# SOURCE TEXT
☆ ☆ ☆ ☆ ☆ ☆ ☆
In all such problems, infinite dimension makes inapplicable many tools typically used in finite-dimensional optimization, the subject of Mathematical Programming, which have been developed for sets of admissible solutions belonging to finite-dimensional spaces [7]. For the latter case there exists a “universal” ambient space, i.e., the space Rn (for a suitable positive integer n) and all norms are topologically equivalent on it. In contrast to this, functional optimization has to face additional difficulties, basically due to the choice of the ambient space and of the norm on it, which often determine substantially different convergence properties for procedures of approximate solution [13]. Approaches based on variational methods and functional analysis are well-suited to functional optimization, but often they are unable to provide a solution in analytical form and computationally efficient numerical procedures.
When an analytical solution cannot be found or cannot be efficiently implemented, one can search suboptimal solutions having the form of combinations of a certain numbers of basis elements, corresponding to computational units with a simple structure (e.g., sines and cosines, Gaussians, wavelets’ computational units, etc.), which are available from a software library and can be dealt with efficiently. Classical methods of approximate functional optimization [10,14] exploit linear approximation schemes : they search suboptimal solutions among all admissible functions that can be expressed as linear combinations of a certain number n of fixed basis functions. In such approach, tools from functional analysis are exploited to reduce the original functional optimization problem to a nonlinear programming problem. As the basis functions are a-priori fixed, the only objects to be optimized are the coefficients of the linear combination, whose optimization entails a nonlinear programming problem.
The rationale behind the idea of searching suboptimal solutions of this form is intuitive: when the number of basis functions becomes sufficiently large, suitable properties of such functions and of the functional to be minimized may ensure that the suboptimal solutions converge to the optimal one of the original problem [10]. The implementation of these approximation schemes on classical computers makes the number n of basis functions needed to guarantee that suboptimal solutions are “sufficiently close” to the optimal one (provided it exists) a crucial issues; such a number n plays the role of "model complexity" of the approximation scheme and can be studied with tools from approximation theory.
Besides infinite-dimensionality, another difficulty often arises: the mathematical formalization of many tasks in emerging areas of science and technology entails functional optimization problems in which it is required to perform optimization with respect to admissible functions dependent on a large number d of variables (see the examples and the references in [20, 28]). This is the case, for example, when the variables are the nodes of a communication network in routing problems, the number of items in inventory problems, the number of reservoirs in water resources management, etc. Linear approximation schemes searching for suboptimal solutions made up of at most a certain number n of basis computational units are often unable to deal efficiently with such functional optimization problems, because of the so-called “curse of dimensionality” [5]. Roughly speaking, the curse of dimensionality implies a very fast growth of the number n(e,d) of fixed basis functions necessary to obtain a fixed accuracy e of approximate optimization, with the number d of variables of admissible solutions (typically, an exponential growth O((1/e)d )). This drawback often limits the feasibility of numerical approaches and of traditional methods developed long time ago for the calculus of variations, such as the classical Ritz method [14], to applications involving a large number of variables [4, 9, 16, 28] and motivates the search for more efficient approximation schemes.
☆ ☆ ☆ ☆ ☆ ☆ ☆
# DATA PROVIDED
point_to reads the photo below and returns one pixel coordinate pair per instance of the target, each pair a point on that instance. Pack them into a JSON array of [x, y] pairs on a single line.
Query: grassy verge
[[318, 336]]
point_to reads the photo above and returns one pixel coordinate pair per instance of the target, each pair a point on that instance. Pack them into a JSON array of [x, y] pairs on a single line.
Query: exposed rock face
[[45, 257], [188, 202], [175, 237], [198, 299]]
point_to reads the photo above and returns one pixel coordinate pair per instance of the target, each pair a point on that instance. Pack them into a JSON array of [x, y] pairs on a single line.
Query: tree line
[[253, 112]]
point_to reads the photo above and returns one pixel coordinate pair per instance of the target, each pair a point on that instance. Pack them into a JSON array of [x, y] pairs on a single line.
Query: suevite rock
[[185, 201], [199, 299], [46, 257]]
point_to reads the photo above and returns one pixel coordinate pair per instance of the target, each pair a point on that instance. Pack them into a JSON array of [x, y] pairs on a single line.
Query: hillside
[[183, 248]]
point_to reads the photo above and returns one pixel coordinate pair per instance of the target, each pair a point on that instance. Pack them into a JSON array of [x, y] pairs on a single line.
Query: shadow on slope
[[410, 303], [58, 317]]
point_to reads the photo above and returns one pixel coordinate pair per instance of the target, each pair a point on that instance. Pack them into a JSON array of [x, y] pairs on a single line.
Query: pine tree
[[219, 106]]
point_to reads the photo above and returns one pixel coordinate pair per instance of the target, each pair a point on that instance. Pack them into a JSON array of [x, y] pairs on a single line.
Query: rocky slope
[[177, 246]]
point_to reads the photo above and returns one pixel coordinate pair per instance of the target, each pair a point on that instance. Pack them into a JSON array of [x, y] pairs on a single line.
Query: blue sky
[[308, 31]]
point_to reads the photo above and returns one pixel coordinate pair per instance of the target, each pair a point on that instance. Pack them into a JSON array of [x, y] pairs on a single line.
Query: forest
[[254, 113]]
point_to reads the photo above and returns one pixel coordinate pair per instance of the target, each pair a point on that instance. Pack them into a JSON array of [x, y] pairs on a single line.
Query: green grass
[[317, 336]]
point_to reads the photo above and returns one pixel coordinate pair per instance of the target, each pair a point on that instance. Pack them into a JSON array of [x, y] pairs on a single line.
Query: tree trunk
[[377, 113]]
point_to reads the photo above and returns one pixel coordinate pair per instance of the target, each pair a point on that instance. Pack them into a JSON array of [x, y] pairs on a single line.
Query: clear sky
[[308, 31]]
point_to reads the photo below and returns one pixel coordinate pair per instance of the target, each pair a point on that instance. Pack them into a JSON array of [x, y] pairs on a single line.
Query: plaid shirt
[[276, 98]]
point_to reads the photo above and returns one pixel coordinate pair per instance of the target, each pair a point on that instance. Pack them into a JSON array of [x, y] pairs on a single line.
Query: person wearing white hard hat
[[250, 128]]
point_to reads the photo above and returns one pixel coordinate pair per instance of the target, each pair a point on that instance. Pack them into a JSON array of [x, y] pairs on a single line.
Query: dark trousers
☆ ☆ ☆ ☆ ☆ ☆ ☆
# THINGS TO DO
1: In the functional optimization text, once the basis functions are fixed in advance, what are the only objects left to optimize?
2: Show every line of the records that contains the string "tree". Case counts.

# SOLUTIONS TO THE EXERCISE
1: The coefficients of the linear combination.

2:
Query: tree line
Query: pine tree
Query: tree trunk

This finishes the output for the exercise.